▶ _Problems to solve_
A: Answer these questions from the passage on early modern skepticism:
(i) To which Christian doctrine does Richard Hornby attribute the popularity of metadrama in the early modern period?
(ii) Which historians of early modern philosophy and theology does the passage name?
(iii) What do the two texts under consideration dramatize?
B: Resume the passage on early modern skepticism after its final sentence, extending its argument in the same voice.

─── Text to read ───

Early Modern Skepticism

Richard Hornby attributes the popularity of metadrama in the early modern period to the Christian doctrine of contemptus mundi, which envisioned life as "an illusion, a secondary world in contrast to the real world of heaven."4 However, this is only a partial explanation; it is the dialectic between this theologically grounded Counter Reformation vision and emergent discourses of philosophical skepticism which forms the basis for the conflicts that self-referential drama explores. In the past fifteen years, historians of early modern philosophy and theology, including Richard Popkin, Alan Charles Kors and David Berman, have demonstrated convincingly that seventeenth century writers produced a wide range of epistemological models, ranging from the Christian fideism of Montaigne to the outright atheism found in anonymous pamphlets.5 As these and other historians have observed, the punishments inflicted upon those who voiced unorthodox religious beliefs functioned as a deterrent to freedom of expression in the period as well as providing an obstacle for contemporary study of this phenomenon. Nonetheless, as I have demonstrated previously in my examination of skepticism in El burlador de Sevilla, [The Trickster of Seville] this "emergent" philosophy can be found in a surprisingly large body of early-modern philosophical and literary texts.6 The symbiotic relationship identified between meta-artistic dramaturgy and unorthodox philosophy in El burlador de Sevilla is even more striking in the two texts under consideration here, for they dramatize the on-stage, but "real," conversion of a pagan actor to Christianity.

─── Entries provided ───

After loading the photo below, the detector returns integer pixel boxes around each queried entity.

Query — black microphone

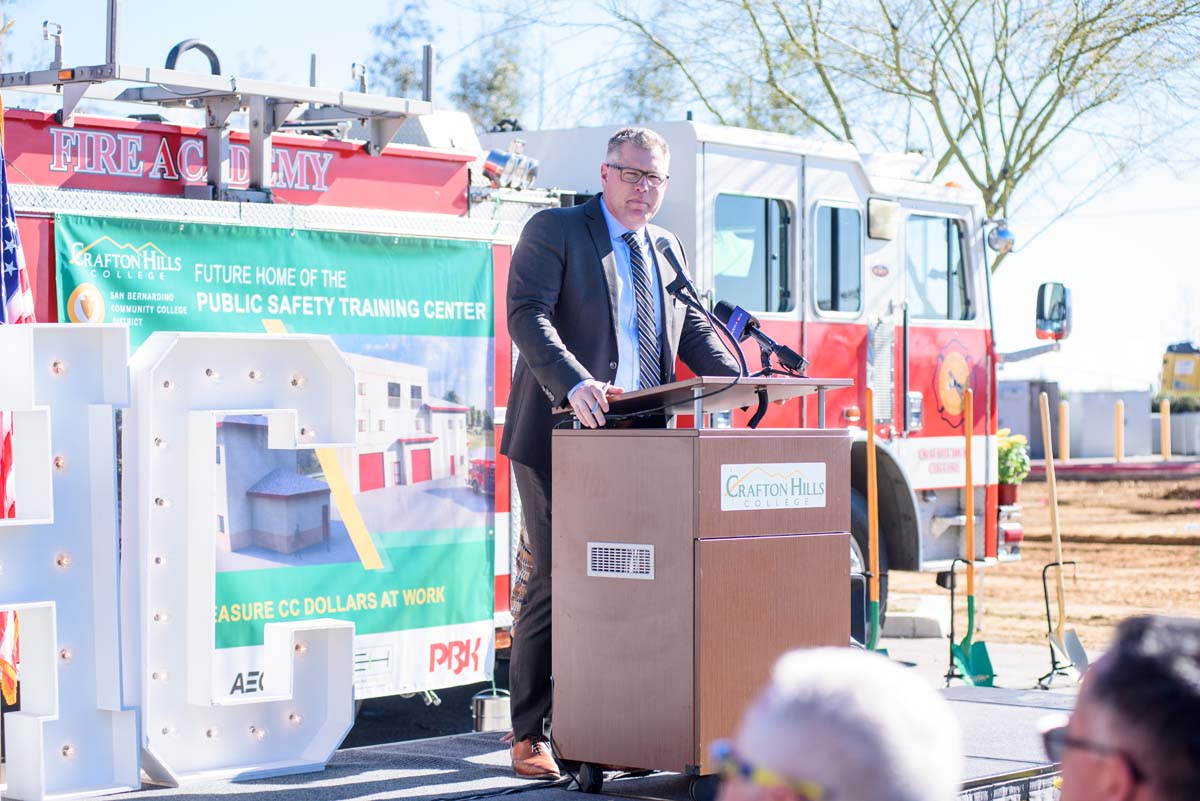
[713,301,809,375]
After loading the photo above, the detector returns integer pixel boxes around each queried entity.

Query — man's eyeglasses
[605,162,671,189]
[709,740,838,801]
[1042,725,1146,782]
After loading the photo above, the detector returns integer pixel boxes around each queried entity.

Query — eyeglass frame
[604,162,671,189]
[1042,724,1147,784]
[708,740,838,801]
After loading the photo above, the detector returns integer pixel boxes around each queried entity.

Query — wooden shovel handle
[1038,392,1067,643]
[962,390,974,598]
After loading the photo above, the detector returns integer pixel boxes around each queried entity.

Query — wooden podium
[552,378,850,776]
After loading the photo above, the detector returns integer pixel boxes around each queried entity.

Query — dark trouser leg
[509,462,551,741]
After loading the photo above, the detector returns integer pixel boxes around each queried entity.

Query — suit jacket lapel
[584,194,620,345]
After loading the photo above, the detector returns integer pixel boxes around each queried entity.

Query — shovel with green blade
[866,387,888,656]
[950,390,996,687]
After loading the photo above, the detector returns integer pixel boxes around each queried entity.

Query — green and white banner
[55,215,496,698]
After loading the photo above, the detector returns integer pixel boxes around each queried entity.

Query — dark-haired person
[500,128,738,778]
[1043,615,1200,801]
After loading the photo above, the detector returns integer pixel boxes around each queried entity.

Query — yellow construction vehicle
[1159,342,1200,401]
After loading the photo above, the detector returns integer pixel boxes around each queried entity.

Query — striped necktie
[620,231,662,390]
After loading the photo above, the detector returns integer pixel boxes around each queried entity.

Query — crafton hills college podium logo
[721,462,826,512]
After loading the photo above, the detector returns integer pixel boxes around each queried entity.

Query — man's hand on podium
[568,378,625,428]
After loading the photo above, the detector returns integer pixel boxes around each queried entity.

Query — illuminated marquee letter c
[124,332,355,785]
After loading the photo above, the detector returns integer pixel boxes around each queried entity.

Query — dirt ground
[889,478,1200,655]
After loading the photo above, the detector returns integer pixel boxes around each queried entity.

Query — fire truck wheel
[580,763,604,793]
[850,489,888,626]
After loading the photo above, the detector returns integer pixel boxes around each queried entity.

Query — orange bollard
[1158,398,1171,462]
[1112,401,1124,462]
[1058,401,1070,462]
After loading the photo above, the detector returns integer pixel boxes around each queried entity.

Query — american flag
[0,128,34,519]
[0,104,34,705]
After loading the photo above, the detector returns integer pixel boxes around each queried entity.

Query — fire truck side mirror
[1037,282,1070,342]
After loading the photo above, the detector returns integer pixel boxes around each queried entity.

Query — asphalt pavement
[342,638,1080,748]
[341,651,509,748]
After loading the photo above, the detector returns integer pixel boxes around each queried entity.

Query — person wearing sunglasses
[500,128,739,778]
[1042,615,1200,801]
[712,648,962,801]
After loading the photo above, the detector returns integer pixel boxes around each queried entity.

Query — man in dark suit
[500,128,738,778]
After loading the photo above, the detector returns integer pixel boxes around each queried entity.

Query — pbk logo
[430,637,484,676]
[229,670,265,695]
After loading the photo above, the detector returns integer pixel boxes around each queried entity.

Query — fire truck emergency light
[988,219,1016,253]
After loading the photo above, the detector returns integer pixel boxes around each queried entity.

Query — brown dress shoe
[512,737,559,779]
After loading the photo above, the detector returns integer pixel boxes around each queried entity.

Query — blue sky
[5,0,1200,389]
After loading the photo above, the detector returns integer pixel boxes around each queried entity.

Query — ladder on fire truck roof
[0,0,433,203]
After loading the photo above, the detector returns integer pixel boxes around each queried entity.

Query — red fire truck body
[484,121,1046,599]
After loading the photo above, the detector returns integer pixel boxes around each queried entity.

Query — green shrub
[996,428,1030,484]
[1150,395,1200,415]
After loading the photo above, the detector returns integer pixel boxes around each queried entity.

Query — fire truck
[484,120,1070,602]
[2,45,1069,676]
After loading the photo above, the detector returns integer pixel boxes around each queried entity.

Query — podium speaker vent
[588,542,654,579]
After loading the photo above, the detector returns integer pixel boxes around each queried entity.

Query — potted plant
[996,428,1030,506]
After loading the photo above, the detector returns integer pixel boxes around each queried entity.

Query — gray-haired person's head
[605,126,671,159]
[734,648,962,801]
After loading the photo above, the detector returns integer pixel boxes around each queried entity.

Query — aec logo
[229,670,265,695]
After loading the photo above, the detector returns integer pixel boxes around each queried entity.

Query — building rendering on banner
[215,415,329,554]
[342,354,469,492]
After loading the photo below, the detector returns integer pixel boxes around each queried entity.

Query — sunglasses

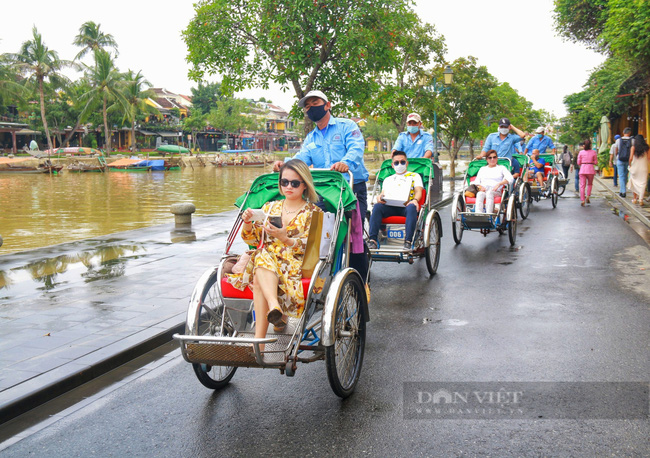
[280,178,304,188]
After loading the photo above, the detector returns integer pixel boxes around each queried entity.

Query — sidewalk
[0,211,236,423]
[592,176,650,229]
[0,188,451,424]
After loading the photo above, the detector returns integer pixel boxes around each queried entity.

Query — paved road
[0,198,650,457]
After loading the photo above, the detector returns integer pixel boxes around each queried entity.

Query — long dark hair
[634,134,649,157]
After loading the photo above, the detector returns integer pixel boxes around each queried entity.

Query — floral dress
[227,201,321,318]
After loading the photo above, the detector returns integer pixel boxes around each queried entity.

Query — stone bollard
[170,202,196,226]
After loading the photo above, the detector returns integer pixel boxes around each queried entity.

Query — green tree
[601,0,650,65]
[84,49,128,154]
[72,21,118,60]
[359,19,445,132]
[418,56,497,177]
[183,0,412,129]
[190,83,226,114]
[123,70,160,151]
[554,0,609,50]
[12,26,71,152]
[207,98,257,147]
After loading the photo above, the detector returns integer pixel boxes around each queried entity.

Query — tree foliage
[359,17,446,132]
[419,56,497,176]
[183,0,420,118]
[72,21,118,60]
[554,0,609,50]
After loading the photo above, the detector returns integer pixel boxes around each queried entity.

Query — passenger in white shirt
[368,151,424,250]
[473,150,514,213]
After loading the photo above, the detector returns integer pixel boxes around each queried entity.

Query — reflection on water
[0,245,145,291]
[0,166,269,255]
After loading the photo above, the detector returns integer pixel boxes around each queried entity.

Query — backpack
[618,138,632,162]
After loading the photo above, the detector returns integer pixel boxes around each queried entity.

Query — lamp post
[419,65,454,162]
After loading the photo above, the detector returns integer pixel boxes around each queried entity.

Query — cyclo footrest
[174,333,291,367]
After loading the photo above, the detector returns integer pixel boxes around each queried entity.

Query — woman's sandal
[266,307,287,329]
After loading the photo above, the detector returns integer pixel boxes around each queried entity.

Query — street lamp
[419,65,454,162]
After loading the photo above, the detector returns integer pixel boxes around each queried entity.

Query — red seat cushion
[221,277,311,300]
[381,189,427,224]
[465,196,501,204]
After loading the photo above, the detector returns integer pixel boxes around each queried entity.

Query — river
[0,162,388,255]
[0,165,270,255]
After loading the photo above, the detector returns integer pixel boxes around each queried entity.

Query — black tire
[451,199,465,245]
[192,272,237,390]
[508,211,517,246]
[519,183,532,220]
[325,275,366,398]
[424,214,441,277]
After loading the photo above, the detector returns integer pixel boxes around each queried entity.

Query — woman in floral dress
[228,159,321,337]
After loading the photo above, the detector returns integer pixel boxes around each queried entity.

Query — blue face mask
[307,105,327,122]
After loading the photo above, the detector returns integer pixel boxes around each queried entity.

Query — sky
[0,0,605,117]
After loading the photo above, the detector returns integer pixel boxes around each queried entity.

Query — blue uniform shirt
[482,132,523,162]
[393,129,433,157]
[526,135,555,154]
[292,116,368,183]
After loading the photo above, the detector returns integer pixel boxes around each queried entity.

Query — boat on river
[66,156,106,173]
[0,157,63,174]
[210,149,273,167]
[108,158,181,172]
[156,145,190,156]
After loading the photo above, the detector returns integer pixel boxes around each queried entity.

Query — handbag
[302,210,323,278]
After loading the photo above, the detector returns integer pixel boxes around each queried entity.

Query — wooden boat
[210,150,272,167]
[66,156,106,173]
[108,159,151,172]
[156,145,190,156]
[0,158,63,174]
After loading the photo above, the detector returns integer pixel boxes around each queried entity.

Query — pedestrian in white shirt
[473,150,514,213]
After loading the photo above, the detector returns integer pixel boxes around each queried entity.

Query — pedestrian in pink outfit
[577,139,598,207]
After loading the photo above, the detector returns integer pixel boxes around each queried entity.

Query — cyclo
[174,170,369,398]
[369,158,442,275]
[514,154,560,208]
[451,157,517,246]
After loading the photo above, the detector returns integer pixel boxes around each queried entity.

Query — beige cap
[406,113,421,122]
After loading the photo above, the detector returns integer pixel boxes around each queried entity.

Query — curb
[594,176,650,228]
[0,321,185,425]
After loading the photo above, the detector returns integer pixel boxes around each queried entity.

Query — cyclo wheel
[451,198,465,245]
[325,275,367,398]
[508,210,517,246]
[519,183,531,220]
[424,214,441,276]
[192,272,237,390]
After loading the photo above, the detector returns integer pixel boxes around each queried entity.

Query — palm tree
[83,49,128,154]
[72,21,118,60]
[12,26,72,152]
[124,70,158,152]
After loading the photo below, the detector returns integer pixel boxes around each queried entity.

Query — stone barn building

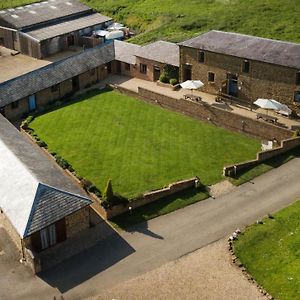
[0,115,92,272]
[0,0,112,58]
[179,30,300,110]
[0,43,115,120]
[136,41,179,81]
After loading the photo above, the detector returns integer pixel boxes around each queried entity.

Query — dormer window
[243,60,250,73]
[296,71,300,85]
[198,51,205,63]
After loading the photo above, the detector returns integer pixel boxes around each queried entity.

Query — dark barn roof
[0,0,92,29]
[136,41,179,67]
[0,43,115,107]
[25,13,111,41]
[179,30,300,69]
[114,40,141,65]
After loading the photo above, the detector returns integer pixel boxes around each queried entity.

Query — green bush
[102,179,129,208]
[80,178,93,191]
[159,72,169,83]
[88,184,101,198]
[55,155,70,170]
[170,78,178,85]
[36,140,48,149]
[293,129,300,137]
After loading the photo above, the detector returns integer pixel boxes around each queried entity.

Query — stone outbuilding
[0,0,112,59]
[136,41,179,81]
[179,30,300,109]
[0,115,92,272]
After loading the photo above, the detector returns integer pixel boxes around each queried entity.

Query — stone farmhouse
[0,0,300,272]
[0,0,111,58]
[0,115,92,272]
[179,30,300,110]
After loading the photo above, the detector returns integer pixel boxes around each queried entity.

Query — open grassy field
[235,199,300,300]
[0,0,300,44]
[30,91,260,197]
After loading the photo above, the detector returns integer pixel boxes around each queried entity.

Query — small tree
[103,179,114,204]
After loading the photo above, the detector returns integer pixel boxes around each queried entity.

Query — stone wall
[66,206,90,239]
[223,137,300,177]
[97,177,199,220]
[138,87,292,141]
[180,47,300,109]
[135,57,164,81]
[0,208,23,258]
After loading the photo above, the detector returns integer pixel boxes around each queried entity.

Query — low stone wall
[138,87,292,141]
[95,177,199,220]
[223,137,300,177]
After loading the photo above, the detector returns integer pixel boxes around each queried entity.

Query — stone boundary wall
[223,137,300,177]
[138,87,292,141]
[95,177,199,220]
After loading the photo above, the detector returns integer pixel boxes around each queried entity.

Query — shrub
[36,140,48,149]
[55,155,70,170]
[102,179,129,208]
[159,72,169,83]
[80,178,93,191]
[88,184,101,198]
[293,129,300,137]
[103,179,114,204]
[170,78,178,85]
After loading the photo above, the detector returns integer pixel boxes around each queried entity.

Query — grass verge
[228,147,300,185]
[110,187,209,229]
[234,201,300,300]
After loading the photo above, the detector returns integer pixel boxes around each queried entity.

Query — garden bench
[256,113,278,124]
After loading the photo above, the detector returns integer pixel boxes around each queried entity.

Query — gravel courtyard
[90,239,267,300]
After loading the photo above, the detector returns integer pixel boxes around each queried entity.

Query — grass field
[30,91,260,197]
[0,0,300,44]
[235,199,300,300]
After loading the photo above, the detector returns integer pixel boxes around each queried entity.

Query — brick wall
[139,87,292,141]
[135,57,164,81]
[66,206,90,239]
[223,137,300,176]
[0,209,22,258]
[79,69,98,90]
[97,177,199,220]
[4,98,28,121]
[180,47,300,109]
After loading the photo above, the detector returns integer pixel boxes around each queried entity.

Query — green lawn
[0,0,300,44]
[235,199,300,300]
[30,91,260,197]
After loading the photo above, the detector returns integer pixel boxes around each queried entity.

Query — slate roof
[136,41,179,67]
[0,115,91,238]
[0,43,115,107]
[0,0,92,29]
[114,40,141,65]
[179,30,300,69]
[25,13,111,41]
[24,183,91,236]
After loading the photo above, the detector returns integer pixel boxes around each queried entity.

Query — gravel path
[91,239,267,300]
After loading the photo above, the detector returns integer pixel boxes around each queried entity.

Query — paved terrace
[100,75,300,128]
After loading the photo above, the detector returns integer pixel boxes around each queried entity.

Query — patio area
[99,75,300,129]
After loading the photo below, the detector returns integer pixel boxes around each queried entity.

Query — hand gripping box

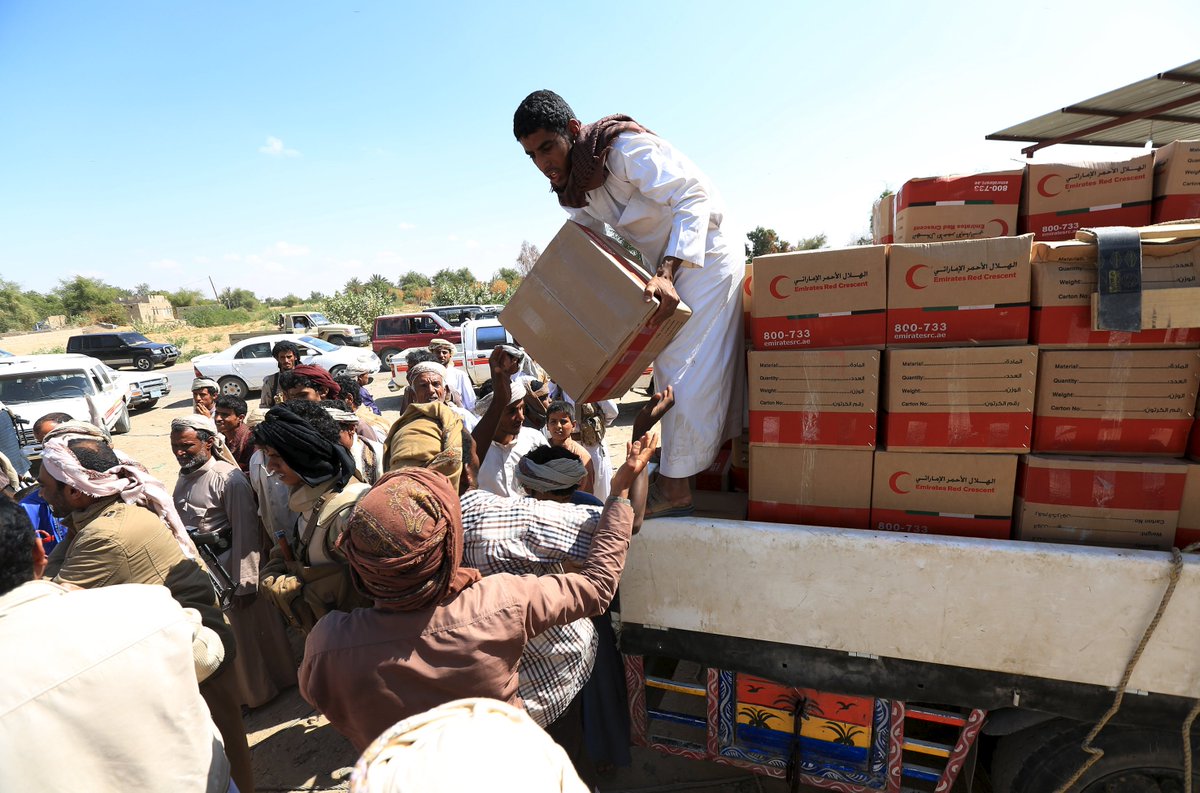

───

▶ _Task-by-task answers_
A:
(i) The doctrine of contemptus mundi.
(ii) Richard Popkin, Alan Charles Kors and David Berman.
(iii) The on-stage, but "real," conversion of a pagan actor to Christianity.

B:
The re-emergence of philosophical skepticism in the sixteenth century is associated with Latin translations of the Pyrrhonian skeptic, Sextus Empiricus, published as early as 1520. His classic text, Outlines of Pyrrhonism, was available throughout Europe by the 1560s, and was widely read. Renaissance skepticism is an important turning point in human history, part of the general movement to seek out scientific explanations for "supernatural" phenomena as well as to feel comfortable with the discoveries of Galileo and Copernicus. Richard Popkin explains that the basic tenet of Pyrrhonian skepticism, the most influential form of skepticism in the sixteenth century, is the rejection of Academic skepticism's belief that nothing at all can be known for certain because of the unreliability of sensory perception, and the resultant impossibility of establishing reliable criteria for judgment. Pyrrhonists emphasize the cultivation of...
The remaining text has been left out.